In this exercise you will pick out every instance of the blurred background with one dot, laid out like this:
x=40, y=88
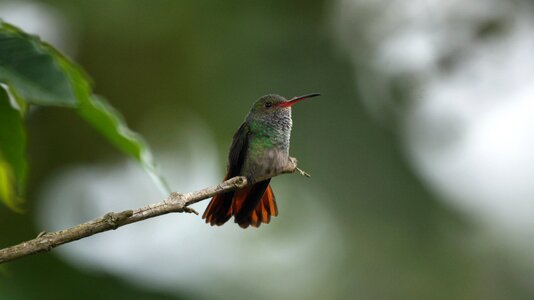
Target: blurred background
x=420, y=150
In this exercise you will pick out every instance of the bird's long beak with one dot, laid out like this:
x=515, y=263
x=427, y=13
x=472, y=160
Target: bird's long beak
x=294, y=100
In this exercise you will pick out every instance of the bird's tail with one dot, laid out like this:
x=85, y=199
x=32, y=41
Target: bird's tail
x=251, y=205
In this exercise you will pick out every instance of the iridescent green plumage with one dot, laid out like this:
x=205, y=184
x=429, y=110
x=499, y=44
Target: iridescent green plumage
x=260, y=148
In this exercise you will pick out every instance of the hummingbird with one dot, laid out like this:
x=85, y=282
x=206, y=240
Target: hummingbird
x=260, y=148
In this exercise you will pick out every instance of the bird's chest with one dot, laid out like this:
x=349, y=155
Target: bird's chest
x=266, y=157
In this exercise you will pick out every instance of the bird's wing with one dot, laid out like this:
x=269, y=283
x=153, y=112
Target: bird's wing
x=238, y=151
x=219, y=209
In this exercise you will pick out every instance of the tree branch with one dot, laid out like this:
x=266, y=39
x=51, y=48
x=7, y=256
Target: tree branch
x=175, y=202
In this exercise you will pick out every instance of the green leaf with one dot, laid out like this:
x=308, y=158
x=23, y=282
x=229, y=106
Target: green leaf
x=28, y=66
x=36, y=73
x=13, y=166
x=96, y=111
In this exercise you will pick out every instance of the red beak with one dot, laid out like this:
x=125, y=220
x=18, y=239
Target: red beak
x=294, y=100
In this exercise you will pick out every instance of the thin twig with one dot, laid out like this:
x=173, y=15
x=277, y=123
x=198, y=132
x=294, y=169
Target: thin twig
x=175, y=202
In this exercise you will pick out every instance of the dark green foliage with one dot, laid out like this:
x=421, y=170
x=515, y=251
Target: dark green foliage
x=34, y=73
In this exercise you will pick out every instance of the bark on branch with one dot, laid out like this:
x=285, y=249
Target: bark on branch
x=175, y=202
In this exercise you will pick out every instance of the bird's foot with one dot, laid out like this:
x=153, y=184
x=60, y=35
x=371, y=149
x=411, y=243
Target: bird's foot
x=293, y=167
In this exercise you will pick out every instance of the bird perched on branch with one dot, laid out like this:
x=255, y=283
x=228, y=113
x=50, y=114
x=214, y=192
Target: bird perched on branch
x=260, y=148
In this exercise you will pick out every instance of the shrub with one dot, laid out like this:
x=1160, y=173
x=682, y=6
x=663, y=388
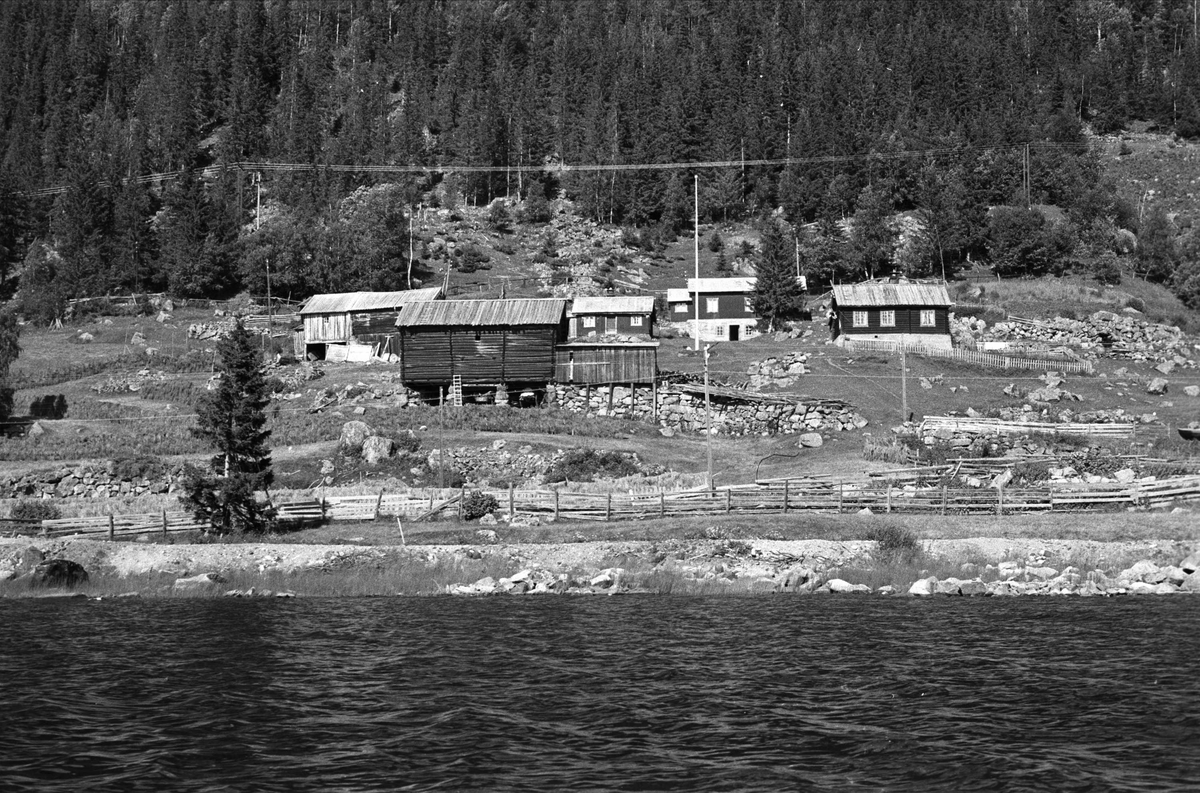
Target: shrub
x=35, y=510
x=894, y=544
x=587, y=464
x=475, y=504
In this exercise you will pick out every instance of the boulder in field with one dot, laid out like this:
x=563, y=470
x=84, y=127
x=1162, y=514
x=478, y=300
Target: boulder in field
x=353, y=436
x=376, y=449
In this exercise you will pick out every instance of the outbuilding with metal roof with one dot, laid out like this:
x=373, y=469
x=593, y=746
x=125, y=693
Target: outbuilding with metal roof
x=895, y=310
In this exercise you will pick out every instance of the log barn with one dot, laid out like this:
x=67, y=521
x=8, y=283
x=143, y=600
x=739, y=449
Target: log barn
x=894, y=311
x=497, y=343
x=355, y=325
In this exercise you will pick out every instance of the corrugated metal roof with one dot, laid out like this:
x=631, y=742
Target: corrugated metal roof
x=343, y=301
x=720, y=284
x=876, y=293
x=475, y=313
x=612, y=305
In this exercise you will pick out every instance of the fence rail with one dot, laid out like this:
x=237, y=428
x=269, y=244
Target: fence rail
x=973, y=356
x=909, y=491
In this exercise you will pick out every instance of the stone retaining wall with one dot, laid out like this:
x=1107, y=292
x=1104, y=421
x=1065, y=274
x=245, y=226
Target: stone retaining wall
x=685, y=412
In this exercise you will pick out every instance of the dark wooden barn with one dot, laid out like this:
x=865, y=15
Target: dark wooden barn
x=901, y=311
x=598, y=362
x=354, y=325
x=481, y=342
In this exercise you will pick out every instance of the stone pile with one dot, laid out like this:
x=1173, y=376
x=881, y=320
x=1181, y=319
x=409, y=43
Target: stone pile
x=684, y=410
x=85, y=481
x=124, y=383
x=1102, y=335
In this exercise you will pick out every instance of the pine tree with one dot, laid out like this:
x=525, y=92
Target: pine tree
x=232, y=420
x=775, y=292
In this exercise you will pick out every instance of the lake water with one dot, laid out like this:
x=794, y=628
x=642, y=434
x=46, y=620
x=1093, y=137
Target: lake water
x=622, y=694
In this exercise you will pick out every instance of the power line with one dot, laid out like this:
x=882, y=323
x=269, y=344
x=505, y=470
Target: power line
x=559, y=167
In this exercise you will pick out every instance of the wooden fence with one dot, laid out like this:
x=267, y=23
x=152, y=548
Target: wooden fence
════════════════════
[WHAT TO DO] Without including any image, reproduce the full listing above as written.

[EXPECTED OUTPUT]
In this exercise you will pick out every instance of the blurred background with one dot, laid out like this:
x=40, y=88
Target: blurred background
x=420, y=150
In this exercise you will pick out every instance of the bird's long beak with one dot, laid out like this:
x=515, y=263
x=427, y=13
x=472, y=160
Target: bird's long beak
x=294, y=100
In this exercise you will pick out every instance of the bird's tail with one dot, laid out like this:
x=85, y=199
x=32, y=41
Target: bird's tail
x=251, y=205
In this exercise you will pick out every instance of the iridescent green plumage with one dot, laid out like this:
x=205, y=184
x=429, y=110
x=499, y=44
Target: iridescent green plumage
x=260, y=148
In this exercise you will pick out every instance of the hummingbird with one dot, laid out like this:
x=85, y=282
x=206, y=240
Target: hummingbird
x=260, y=148
In this exercise you will pick out every instance of the bird's chest with one dot, laid out like this:
x=349, y=155
Target: bird's chest
x=266, y=157
In this exercise you will pick out every instance of the bird's wing with one dot, laid out like this:
x=269, y=283
x=153, y=112
Target: bird's wing
x=238, y=151
x=219, y=209
In this exercise you will pick out every instance of the tree branch with one dot, laid out like this:
x=266, y=39
x=51, y=48
x=7, y=256
Target: tree branch
x=175, y=202
In this exercise you will pick out every instance of the green leaf with one dot, laid out like this:
x=308, y=158
x=23, y=282
x=229, y=106
Target: green leaf
x=28, y=66
x=36, y=73
x=13, y=166
x=96, y=111
In this exercise you will pick out every instance of the red beak with one dot, laid out like this:
x=125, y=220
x=18, y=239
Target: red beak
x=294, y=100
In this exercise you will pick out every instance of the thin twig with one dot, laid out like this:
x=173, y=15
x=277, y=123
x=198, y=132
x=294, y=169
Target: thin twig
x=175, y=202
In this exercise you will pick out every instance of the dark green foliage with one dot, laid out like this:
x=421, y=170
x=515, y=251
Target: dark green foliage
x=34, y=73
In this exercise you will pick out every instance of the bark on branch with one dot, laid out like this:
x=285, y=249
Target: bark on branch
x=175, y=202
In this exercise you will pick out every instance of the bird's foot with one dot, laid out like this:
x=153, y=184
x=60, y=35
x=371, y=149
x=411, y=243
Target: bird's foot
x=293, y=167
In this exercise you will pick out every instance of the bird perched on branch with one dot, laid out like this:
x=255, y=283
x=228, y=113
x=50, y=114
x=214, y=192
Target: bird perched on branch
x=260, y=148
In this exercise you will pick out every instance of the shrub with one dot, laid out like this:
x=1160, y=173
x=682, y=6
x=663, y=388
Target: shrub
x=35, y=510
x=894, y=544
x=587, y=464
x=475, y=504
In this exercise you will pick out every instance of the boulder in field with one dot, laid out like this:
x=563, y=470
x=84, y=127
x=1162, y=514
x=478, y=300
Target: boulder in field
x=353, y=436
x=376, y=449
In this exercise you will pick out every instance of the outbuilding with metal roof with one dot, laid out like this:
x=373, y=469
x=593, y=746
x=125, y=693
Target: outbuilding with metal roof
x=895, y=310
In this exercise you will pick out every instance of the log barn with one dot, laid out like this:
x=67, y=521
x=8, y=283
x=143, y=600
x=739, y=449
Target: log barn
x=894, y=311
x=497, y=343
x=355, y=325
In this exercise you will pick out every instance of the corrugated metal roof with one dot, laid out like this:
x=631, y=742
Target: corrugated metal roof
x=343, y=301
x=720, y=284
x=876, y=293
x=475, y=313
x=612, y=305
In this exercise you will pick out every instance of the fence rail with one dot, laid out like this:
x=237, y=428
x=269, y=244
Target: fence rail
x=973, y=356
x=909, y=491
In this exercise you will pick out every instance of the stone retaining wall with one dot, laid out like this:
x=1107, y=292
x=1104, y=421
x=1065, y=274
x=245, y=226
Target: stone retaining wall
x=685, y=412
In this exercise you will pick out every instance of the dark wooden barn with one dot, laid out like this:
x=865, y=15
Target: dark wooden barn
x=901, y=311
x=598, y=362
x=354, y=325
x=481, y=342
In this exercise you will pick out every instance of the stone pile with one dot, laid out like this:
x=1173, y=376
x=881, y=320
x=1181, y=319
x=409, y=43
Target: stone pile
x=684, y=410
x=85, y=481
x=124, y=383
x=1102, y=335
In this exercise you will pick out every instance of the pine tree with one dot, laid out like this:
x=525, y=92
Target: pine tree
x=232, y=420
x=775, y=292
In this exercise you will pick out every instance of the lake water with one dot, laid out like this:
x=794, y=628
x=642, y=434
x=46, y=620
x=1093, y=137
Target: lake water
x=622, y=694
In this exercise you will pick out every instance of the power line with one dot, laid out like this:
x=882, y=323
x=269, y=344
x=505, y=470
Target: power line
x=559, y=167
In this exercise you will pick out every instance of the wooden fence with one dot, laid out like this:
x=267, y=23
x=152, y=548
Target: wooden fence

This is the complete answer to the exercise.